┌──

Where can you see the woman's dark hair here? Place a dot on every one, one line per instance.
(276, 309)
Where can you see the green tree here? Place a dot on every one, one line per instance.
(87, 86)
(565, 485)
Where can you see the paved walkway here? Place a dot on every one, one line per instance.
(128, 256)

└──

• [WHAT TO PRODUCE]: Convert every line of the material above into a JSON array of strings, with one string per line and blank lines omitted.

• [RESULT OF THIS EXERCISE]:
[
  "Where can you see the woman's dark hair here? Place a dot on every one, one line per instance.",
  "(276, 309)",
  "Where can you see the green tree here? Place a dot on every one, one line per instance.",
  "(87, 86)",
  "(565, 485)",
  "Where can you see the paved walkway here? Place a dot on every one, one line per instance.",
  "(128, 256)"
]